**TASK PROMPT**
Here is a set of records. Copy them all exactly.

**DATA FOR PROCESSING**
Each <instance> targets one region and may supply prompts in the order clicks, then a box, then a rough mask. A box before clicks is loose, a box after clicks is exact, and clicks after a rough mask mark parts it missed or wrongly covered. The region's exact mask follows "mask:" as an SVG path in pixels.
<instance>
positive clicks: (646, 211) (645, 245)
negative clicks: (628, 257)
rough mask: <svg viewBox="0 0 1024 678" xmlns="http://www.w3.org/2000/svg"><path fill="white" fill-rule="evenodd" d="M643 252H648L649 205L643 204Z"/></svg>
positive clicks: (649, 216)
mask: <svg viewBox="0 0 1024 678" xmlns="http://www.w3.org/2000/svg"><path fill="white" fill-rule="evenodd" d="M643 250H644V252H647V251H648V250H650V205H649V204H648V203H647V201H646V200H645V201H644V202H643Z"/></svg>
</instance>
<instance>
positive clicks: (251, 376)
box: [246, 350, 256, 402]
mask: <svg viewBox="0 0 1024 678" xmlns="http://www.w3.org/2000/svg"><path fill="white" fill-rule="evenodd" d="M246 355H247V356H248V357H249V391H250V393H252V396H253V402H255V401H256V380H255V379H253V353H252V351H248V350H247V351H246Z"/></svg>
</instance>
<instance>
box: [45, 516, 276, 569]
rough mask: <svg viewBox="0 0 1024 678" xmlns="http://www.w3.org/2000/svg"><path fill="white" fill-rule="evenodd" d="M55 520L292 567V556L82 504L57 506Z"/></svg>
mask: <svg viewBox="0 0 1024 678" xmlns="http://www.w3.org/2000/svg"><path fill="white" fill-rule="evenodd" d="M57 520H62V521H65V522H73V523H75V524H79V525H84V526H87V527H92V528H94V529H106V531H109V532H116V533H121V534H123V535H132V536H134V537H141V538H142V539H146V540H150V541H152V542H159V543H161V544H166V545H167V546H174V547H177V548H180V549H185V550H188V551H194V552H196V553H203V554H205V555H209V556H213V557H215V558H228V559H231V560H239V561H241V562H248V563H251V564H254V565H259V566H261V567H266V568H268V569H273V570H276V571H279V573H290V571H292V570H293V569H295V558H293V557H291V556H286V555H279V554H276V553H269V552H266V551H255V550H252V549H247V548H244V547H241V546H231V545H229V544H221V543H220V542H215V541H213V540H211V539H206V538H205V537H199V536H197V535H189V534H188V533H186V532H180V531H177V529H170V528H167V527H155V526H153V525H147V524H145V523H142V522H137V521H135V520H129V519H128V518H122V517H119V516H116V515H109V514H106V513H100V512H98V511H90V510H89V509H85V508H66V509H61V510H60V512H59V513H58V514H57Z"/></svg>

**COMPLETED EXERCISE**
Each <instance> targets one region and may supply prompts in the order clicks, then a box, then a rough mask. A box before clicks is loose, a box after clicks is exact, and clicks after a rough mask mark parts it missed or wrongly covered. The region's exact mask follows "mask:" as an SVG path in pixels.
<instance>
positive clicks: (646, 211) (645, 245)
negative clicks: (628, 257)
rough mask: <svg viewBox="0 0 1024 678" xmlns="http://www.w3.org/2000/svg"><path fill="white" fill-rule="evenodd" d="M643 252H648L649 205L643 204Z"/></svg>
positive clicks: (649, 216)
mask: <svg viewBox="0 0 1024 678" xmlns="http://www.w3.org/2000/svg"><path fill="white" fill-rule="evenodd" d="M643 250H644V252H647V251H648V250H650V205H649V204H648V203H647V201H646V200H645V201H644V202H643Z"/></svg>
</instance>
<instance>
positive clicks: (251, 376)
box: [246, 350, 256, 402]
mask: <svg viewBox="0 0 1024 678" xmlns="http://www.w3.org/2000/svg"><path fill="white" fill-rule="evenodd" d="M246 355H247V356H248V357H249V391H250V393H252V396H253V402H255V401H256V380H255V379H253V353H252V351H248V350H247V351H246Z"/></svg>
</instance>
<instance>
box: [45, 516, 276, 569]
rough mask: <svg viewBox="0 0 1024 678" xmlns="http://www.w3.org/2000/svg"><path fill="white" fill-rule="evenodd" d="M55 520L292 567V556L82 504L57 506Z"/></svg>
mask: <svg viewBox="0 0 1024 678" xmlns="http://www.w3.org/2000/svg"><path fill="white" fill-rule="evenodd" d="M57 520H62V521H65V522H73V523H75V524H79V525H84V526H87V527H92V528H94V529H106V531H109V532H116V533H121V534H123V535H132V536H134V537H141V538H142V539H146V540H150V541H152V542H159V543H161V544H166V545H167V546H174V547H177V548H180V549H185V550H188V551H194V552H196V553H203V554H205V555H209V556H213V557H215V558H228V559H231V560H239V561H241V562H248V563H251V564H254V565H259V566H261V567H266V568H268V569H273V570H276V571H279V573H290V571H292V570H293V569H295V558H293V557H291V556H286V555H279V554H276V553H269V552H266V551H255V550H252V549H247V548H244V547H241V546H231V545H229V544H221V543H220V542H215V541H213V540H211V539H206V538H205V537H199V536H197V535H189V534H188V533H186V532H180V531H177V529H170V528H167V527H155V526H153V525H147V524H145V523H142V522H137V521H135V520H129V519H128V518H122V517H119V516H116V515H109V514H106V513H100V512H98V511H90V510H89V509H85V508H66V509H61V510H60V512H59V513H58V514H57Z"/></svg>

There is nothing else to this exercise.